• **EXERCISE GOAL**: Copy out the items word for word from their first line through the line containing "MULTIPOLYGON (((441 532, 447", including both of those lines.

• **DATA**:
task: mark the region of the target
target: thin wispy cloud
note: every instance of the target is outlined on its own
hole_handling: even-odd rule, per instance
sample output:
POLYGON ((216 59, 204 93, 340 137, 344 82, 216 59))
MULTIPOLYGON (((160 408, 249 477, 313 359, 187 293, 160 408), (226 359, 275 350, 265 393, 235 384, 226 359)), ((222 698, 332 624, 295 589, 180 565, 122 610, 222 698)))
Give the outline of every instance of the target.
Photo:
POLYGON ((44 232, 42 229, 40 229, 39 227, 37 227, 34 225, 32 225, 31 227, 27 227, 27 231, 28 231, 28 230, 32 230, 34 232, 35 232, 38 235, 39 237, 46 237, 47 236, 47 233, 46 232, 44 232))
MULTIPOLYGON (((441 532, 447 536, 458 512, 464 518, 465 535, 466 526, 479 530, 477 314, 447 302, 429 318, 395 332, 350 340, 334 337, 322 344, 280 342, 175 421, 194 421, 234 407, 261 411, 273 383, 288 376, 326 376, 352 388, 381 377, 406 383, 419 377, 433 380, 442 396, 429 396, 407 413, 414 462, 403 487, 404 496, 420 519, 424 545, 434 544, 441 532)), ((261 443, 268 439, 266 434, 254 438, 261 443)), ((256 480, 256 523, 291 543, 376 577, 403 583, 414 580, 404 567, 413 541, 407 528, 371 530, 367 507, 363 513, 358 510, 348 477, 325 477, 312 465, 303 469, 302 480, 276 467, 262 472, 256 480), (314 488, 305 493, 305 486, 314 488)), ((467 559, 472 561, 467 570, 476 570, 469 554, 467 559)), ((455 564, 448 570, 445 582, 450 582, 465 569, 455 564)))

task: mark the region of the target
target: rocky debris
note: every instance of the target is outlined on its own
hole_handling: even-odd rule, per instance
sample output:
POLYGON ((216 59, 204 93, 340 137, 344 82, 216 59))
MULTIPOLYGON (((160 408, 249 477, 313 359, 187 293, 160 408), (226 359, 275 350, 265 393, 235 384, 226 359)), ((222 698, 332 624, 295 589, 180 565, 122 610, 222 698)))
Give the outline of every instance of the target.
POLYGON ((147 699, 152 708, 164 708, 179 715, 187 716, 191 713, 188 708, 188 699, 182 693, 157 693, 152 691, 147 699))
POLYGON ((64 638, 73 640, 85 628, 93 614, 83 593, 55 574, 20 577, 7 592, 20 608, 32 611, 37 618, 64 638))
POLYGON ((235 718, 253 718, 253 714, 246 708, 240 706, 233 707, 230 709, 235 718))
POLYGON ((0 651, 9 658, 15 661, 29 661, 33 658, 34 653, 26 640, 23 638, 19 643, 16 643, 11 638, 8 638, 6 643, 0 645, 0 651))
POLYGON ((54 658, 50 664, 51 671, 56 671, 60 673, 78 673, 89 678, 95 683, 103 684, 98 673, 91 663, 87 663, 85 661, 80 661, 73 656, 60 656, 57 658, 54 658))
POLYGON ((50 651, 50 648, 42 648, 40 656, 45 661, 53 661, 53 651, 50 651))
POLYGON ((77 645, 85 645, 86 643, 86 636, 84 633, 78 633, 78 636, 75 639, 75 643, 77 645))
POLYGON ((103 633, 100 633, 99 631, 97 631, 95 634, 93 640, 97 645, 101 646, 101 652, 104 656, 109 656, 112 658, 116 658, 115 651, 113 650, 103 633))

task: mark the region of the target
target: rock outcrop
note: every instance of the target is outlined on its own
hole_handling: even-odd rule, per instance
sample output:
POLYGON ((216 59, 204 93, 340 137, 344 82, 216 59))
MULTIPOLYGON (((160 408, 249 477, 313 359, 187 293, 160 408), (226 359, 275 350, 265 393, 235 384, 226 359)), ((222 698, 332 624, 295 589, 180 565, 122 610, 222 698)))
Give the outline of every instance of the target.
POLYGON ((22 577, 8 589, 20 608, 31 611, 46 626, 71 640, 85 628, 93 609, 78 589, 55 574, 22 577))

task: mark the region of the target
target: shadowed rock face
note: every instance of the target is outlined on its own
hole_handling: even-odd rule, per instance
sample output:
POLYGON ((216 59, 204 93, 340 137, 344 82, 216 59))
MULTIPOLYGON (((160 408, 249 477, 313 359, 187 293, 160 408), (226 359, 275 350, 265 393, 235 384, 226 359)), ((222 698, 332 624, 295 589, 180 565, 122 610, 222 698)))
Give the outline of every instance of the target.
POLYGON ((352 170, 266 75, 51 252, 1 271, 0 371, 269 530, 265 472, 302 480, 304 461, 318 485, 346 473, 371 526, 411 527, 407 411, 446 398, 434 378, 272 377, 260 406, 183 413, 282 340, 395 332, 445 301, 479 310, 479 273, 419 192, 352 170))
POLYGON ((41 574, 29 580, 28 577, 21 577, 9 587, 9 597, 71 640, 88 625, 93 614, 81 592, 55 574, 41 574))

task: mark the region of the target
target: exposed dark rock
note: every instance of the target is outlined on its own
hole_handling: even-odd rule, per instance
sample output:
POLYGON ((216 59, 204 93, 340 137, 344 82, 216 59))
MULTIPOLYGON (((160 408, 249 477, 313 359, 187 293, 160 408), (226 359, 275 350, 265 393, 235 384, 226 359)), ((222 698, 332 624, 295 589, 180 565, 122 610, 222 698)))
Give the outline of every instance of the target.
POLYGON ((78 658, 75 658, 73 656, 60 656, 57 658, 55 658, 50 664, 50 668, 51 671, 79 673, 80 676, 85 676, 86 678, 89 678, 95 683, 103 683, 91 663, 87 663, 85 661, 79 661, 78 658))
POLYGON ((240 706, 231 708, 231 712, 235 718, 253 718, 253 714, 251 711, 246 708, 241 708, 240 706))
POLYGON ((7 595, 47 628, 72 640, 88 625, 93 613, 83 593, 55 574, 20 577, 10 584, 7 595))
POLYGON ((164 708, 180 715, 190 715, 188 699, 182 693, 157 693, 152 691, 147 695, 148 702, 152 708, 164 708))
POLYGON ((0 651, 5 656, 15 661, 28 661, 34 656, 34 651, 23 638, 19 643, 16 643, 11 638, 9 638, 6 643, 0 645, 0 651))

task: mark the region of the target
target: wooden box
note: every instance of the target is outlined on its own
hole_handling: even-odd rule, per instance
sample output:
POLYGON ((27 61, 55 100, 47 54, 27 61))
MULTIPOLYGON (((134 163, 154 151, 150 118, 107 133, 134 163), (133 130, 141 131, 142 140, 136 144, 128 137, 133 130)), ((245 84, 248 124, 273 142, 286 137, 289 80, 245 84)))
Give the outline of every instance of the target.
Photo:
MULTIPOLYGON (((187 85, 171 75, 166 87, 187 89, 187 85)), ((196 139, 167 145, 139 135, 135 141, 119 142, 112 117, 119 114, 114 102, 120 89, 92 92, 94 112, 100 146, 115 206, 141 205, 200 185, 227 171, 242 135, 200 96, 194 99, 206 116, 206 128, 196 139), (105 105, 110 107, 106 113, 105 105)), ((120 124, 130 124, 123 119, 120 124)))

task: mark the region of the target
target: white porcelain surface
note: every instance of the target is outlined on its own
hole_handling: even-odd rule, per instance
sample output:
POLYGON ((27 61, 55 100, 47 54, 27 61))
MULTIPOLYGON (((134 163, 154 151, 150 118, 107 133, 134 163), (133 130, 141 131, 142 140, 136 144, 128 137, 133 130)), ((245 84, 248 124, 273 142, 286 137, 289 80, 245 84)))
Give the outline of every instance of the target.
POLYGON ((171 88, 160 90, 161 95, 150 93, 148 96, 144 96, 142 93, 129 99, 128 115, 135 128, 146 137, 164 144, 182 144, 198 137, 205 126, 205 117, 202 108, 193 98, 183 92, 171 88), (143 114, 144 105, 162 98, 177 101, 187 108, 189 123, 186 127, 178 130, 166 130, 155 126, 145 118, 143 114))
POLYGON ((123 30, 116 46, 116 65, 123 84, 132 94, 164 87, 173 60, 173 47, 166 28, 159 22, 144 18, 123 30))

• **RESPONSE TO THE TASK**:
task: mark the region of the target
target: thin wispy cloud
note: every instance of the target is outlined on its own
hole_handling: even-odd rule, per instance
sample output:
POLYGON ((216 59, 204 93, 340 137, 344 82, 216 59))
MULTIPOLYGON (((160 408, 249 477, 313 359, 187 293, 160 408), (226 359, 275 350, 265 393, 235 384, 226 359)), ((222 698, 332 624, 295 589, 180 565, 122 610, 222 698)))
Give the outline of every instance of the target.
Photo:
POLYGON ((44 232, 42 229, 40 229, 39 227, 37 227, 34 225, 32 225, 31 227, 27 227, 27 231, 28 231, 28 230, 32 230, 34 232, 35 232, 38 235, 39 237, 46 237, 47 236, 47 233, 46 232, 44 232))
MULTIPOLYGON (((441 532, 447 536, 458 512, 464 518, 465 535, 466 526, 479 530, 477 314, 447 302, 429 318, 395 332, 350 340, 334 337, 322 344, 280 342, 175 421, 194 421, 234 407, 261 411, 273 383, 288 376, 326 376, 352 388, 381 377, 406 383, 419 377, 433 380, 442 396, 429 396, 407 413, 414 462, 403 487, 404 496, 420 519, 424 545, 434 544, 441 532)), ((261 443, 268 439, 266 434, 254 438, 261 443)), ((256 480, 256 523, 291 543, 376 577, 403 583, 414 580, 404 567, 413 541, 407 528, 371 530, 367 507, 363 513, 358 510, 348 477, 325 477, 312 465, 303 469, 302 480, 276 467, 262 472, 256 480), (314 488, 305 493, 305 486, 314 488)), ((467 559, 472 561, 467 570, 476 570, 469 554, 467 559)), ((455 564, 448 570, 445 582, 450 582, 465 569, 455 564)))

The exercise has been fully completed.